### Given text

= Ethem Çeku =

Ethem Çeku (born 1962) is a historian and former soldier and politician in Kosovo. He was an officer in the Kosovo Liberation Army (KLA) in the 1998–99 Kosovo War and a minister in the government of Kosovo from 2002 to 2008. Çeku is a member of the Alliance for the Future of Kosovo (AAK).

He is a cousin of former Kosovan prime minister Agim Çeku.

==Kosovo War==
Çeku was a commander of the Kosovo Liberation Army in the area of Peja during the Kosovo War. After the end of the war in June 1999, he brought reporters to what he said was a torture chamber operated by Serbian police in the city. He said that 395 ethnic Albanians had been brought to a jail next to the police station in the final three months of the war and that their current whereabouts were unknown.

==Politician==
===Interim leader of Peja (1999–2000)===
At the end of the Kosovo War, the Kosovo Liberation Army appointed Çeku as interim mayor of Peja. He continued to wear his combat fatigues to work and carried an AK-47, despite demands from international forces that the KLA disarm.

### Written request
Can you reproduce the whole Ethem Çeku text above word for word, with nothing changed or left out?

### Dataset content
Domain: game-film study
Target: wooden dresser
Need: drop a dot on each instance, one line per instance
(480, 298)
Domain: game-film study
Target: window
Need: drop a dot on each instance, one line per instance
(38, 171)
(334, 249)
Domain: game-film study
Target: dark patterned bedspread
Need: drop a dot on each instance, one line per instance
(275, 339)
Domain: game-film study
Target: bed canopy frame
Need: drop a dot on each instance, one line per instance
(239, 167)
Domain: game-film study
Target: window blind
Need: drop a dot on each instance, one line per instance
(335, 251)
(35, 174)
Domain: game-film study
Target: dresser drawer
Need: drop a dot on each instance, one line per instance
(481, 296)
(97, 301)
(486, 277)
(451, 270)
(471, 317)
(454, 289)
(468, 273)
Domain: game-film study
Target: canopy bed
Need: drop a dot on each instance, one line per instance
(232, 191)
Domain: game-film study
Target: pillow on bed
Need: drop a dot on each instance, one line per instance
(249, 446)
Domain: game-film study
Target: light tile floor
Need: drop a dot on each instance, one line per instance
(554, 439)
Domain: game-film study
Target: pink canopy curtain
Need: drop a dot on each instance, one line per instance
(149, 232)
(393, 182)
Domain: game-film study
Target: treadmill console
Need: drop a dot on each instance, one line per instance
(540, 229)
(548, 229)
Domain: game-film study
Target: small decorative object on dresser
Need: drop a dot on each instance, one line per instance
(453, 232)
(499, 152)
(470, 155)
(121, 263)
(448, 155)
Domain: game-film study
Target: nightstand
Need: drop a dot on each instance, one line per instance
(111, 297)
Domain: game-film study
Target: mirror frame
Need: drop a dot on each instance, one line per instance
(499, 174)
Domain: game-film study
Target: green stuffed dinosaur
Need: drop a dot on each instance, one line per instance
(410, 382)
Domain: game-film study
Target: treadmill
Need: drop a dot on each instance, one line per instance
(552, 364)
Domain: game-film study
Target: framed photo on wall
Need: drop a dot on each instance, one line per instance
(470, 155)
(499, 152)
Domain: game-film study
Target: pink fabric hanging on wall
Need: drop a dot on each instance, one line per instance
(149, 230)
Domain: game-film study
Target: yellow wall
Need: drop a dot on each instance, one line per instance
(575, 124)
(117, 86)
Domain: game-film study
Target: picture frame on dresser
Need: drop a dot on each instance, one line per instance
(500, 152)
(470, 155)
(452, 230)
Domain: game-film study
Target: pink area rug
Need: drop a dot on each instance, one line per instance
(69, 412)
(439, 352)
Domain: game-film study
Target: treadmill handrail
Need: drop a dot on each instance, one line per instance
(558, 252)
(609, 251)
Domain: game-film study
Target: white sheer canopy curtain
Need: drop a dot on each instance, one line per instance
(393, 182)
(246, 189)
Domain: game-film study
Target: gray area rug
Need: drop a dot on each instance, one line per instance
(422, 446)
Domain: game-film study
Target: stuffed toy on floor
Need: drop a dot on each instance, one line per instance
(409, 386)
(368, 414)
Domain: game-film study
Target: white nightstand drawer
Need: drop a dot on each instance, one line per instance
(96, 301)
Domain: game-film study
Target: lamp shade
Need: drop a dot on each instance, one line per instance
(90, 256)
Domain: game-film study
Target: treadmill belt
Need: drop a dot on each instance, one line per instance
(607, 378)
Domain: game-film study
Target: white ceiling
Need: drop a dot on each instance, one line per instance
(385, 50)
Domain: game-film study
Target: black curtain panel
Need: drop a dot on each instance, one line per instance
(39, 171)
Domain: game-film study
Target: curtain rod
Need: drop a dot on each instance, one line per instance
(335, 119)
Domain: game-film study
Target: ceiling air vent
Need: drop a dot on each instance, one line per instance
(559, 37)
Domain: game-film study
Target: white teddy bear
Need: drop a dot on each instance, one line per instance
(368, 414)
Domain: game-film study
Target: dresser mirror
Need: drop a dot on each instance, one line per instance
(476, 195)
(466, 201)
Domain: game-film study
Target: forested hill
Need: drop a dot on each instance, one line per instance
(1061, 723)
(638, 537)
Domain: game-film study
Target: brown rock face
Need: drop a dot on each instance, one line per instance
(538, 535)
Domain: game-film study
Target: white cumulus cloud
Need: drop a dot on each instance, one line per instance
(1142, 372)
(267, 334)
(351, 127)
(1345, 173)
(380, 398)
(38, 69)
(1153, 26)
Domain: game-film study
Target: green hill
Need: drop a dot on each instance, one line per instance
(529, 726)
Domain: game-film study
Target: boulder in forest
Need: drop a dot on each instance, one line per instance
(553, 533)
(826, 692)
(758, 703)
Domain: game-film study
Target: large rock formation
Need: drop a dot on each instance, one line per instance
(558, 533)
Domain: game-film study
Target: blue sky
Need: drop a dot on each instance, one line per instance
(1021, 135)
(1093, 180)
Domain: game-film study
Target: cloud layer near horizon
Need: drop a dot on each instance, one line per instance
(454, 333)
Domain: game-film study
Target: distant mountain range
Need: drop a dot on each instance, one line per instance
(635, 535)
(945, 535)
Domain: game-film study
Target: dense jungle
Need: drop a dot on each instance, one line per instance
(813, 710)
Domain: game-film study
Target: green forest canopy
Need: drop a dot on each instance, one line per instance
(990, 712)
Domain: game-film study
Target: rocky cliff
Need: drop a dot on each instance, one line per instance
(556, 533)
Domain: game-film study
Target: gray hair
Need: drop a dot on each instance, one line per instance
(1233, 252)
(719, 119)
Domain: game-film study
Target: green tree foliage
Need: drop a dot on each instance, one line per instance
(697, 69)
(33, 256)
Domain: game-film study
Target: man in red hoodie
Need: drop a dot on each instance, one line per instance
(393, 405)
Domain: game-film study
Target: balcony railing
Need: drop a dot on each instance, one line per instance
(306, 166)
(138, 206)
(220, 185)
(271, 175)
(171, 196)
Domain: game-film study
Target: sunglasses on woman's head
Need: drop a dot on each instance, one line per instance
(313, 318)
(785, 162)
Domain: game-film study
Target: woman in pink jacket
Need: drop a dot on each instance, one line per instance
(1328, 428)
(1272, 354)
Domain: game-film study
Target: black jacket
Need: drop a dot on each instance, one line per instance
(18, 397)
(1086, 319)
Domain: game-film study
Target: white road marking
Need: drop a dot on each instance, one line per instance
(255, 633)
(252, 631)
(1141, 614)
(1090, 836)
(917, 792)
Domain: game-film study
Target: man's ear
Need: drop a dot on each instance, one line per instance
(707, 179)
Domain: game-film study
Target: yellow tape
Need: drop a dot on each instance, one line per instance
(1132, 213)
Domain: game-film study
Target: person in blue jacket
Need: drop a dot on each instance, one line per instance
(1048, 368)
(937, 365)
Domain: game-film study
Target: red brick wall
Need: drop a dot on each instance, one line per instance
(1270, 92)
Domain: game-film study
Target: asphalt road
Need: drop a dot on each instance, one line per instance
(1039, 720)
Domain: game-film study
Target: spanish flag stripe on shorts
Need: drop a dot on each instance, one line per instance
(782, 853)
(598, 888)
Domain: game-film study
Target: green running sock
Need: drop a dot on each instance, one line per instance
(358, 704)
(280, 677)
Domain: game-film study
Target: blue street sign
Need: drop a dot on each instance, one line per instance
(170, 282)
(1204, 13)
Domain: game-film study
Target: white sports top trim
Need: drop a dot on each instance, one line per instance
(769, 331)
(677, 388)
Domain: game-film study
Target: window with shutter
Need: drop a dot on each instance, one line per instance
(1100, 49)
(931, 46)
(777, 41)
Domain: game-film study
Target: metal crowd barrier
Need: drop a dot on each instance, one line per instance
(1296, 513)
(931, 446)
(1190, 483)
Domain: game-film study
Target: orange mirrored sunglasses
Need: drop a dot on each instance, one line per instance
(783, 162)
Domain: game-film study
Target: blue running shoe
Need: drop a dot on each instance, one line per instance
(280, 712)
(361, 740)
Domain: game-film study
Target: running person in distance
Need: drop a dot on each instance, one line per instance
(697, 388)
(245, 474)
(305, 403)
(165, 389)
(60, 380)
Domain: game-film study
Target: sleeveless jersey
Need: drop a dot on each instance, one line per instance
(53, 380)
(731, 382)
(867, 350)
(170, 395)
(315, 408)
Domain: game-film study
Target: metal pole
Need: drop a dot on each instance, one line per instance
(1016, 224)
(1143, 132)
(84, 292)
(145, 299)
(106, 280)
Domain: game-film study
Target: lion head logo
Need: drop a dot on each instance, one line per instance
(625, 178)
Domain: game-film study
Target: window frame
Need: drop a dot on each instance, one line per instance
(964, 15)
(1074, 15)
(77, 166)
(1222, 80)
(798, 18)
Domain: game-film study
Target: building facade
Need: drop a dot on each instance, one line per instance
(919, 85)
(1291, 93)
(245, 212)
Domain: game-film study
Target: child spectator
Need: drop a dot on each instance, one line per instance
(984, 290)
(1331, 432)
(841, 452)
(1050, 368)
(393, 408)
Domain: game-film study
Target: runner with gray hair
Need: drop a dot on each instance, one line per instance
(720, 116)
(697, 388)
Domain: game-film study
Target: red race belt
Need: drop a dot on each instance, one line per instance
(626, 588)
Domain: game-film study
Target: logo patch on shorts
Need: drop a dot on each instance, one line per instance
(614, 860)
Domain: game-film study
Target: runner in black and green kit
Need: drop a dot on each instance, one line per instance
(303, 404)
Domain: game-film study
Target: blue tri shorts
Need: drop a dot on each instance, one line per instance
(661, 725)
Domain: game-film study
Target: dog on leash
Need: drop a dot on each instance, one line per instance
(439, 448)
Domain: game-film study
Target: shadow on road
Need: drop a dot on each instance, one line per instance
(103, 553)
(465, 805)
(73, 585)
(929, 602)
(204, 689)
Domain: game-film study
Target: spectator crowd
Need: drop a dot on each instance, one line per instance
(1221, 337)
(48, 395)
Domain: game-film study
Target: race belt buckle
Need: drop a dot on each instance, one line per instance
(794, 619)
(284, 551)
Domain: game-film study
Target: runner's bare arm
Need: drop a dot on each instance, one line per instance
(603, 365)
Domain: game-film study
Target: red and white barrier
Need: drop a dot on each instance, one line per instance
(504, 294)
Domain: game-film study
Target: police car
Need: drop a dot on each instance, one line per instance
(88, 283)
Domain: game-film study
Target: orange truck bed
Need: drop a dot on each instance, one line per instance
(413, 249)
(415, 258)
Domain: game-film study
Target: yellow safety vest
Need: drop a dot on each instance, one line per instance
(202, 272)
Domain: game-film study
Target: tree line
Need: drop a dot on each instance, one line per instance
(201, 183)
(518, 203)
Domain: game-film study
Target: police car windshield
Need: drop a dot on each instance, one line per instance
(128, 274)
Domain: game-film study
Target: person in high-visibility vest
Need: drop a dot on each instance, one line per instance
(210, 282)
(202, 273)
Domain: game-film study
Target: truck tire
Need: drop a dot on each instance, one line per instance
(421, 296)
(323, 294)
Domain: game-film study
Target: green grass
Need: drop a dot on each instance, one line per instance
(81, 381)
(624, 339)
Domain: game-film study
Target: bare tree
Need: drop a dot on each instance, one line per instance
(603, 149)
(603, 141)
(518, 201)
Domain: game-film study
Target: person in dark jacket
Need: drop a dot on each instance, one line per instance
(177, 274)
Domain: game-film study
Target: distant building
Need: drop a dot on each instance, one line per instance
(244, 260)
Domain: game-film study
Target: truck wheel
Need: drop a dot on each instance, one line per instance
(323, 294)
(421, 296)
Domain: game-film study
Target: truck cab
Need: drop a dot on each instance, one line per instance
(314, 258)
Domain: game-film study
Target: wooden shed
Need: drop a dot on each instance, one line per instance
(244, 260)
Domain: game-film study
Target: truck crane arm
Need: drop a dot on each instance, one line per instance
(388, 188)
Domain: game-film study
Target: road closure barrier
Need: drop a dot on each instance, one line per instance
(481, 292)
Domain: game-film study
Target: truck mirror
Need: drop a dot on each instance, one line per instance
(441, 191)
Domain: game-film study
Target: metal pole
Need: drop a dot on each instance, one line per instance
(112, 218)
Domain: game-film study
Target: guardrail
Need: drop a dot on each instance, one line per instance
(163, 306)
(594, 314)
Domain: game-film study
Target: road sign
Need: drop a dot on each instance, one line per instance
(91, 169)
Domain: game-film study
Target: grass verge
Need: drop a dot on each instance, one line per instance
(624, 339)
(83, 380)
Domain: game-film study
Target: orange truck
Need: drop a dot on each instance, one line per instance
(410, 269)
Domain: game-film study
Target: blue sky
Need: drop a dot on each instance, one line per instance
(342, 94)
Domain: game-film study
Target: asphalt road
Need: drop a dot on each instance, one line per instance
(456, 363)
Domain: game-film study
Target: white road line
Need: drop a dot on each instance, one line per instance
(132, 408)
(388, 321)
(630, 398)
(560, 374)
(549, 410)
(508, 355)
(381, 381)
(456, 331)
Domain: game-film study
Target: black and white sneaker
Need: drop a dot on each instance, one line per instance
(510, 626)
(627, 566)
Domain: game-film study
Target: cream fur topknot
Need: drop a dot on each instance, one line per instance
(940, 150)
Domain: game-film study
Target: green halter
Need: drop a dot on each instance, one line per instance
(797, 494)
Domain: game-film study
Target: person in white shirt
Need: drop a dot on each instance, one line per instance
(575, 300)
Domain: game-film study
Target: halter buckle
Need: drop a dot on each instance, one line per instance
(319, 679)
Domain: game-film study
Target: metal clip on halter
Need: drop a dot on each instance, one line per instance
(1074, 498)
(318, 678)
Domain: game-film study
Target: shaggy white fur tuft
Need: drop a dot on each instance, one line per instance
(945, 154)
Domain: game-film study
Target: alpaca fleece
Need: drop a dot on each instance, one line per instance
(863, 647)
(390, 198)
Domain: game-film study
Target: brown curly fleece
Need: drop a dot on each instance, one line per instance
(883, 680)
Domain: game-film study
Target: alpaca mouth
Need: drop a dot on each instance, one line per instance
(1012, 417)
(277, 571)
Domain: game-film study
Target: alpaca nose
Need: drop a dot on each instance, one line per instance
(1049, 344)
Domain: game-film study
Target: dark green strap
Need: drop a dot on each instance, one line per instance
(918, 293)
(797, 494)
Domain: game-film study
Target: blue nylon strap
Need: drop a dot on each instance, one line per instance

### Complete output
= Ethem Çeku =

Ethem Çeku (born 1962) is a historian and former soldier and politician in Kosovo. He was an officer in the Kosovo Liberation Army (KLA) in the 1998–99 Kosovo War and a minister in the government of Kosovo from 2002 to 2008. Çeku is a member of the Alliance for the Future of Kosovo (AAK).

He is a cousin of former Kosovan prime minister Agim Çeku.

==Kosovo War==
Çeku was a commander of the Kosovo Liberation Army in the area of Peja during the Kosovo War. After the end of the war in June 1999, he brought reporters to what he said was a torture chamber operated by Serbian police in the city. He said that 395 ethnic Albanians had been brought to a jail next to the police station in the final three months of the war and that their current whereabouts were unknown.

==Politician==
===Interim leader of Peja (1999–2000)===
At the end of the Kosovo War, the Kosovo Liberation Army appointed Çeku as interim mayor of Peja. He continued to wear his combat fatigues to work and carried an AK-47, despite demands from international forces that the KLA disarm.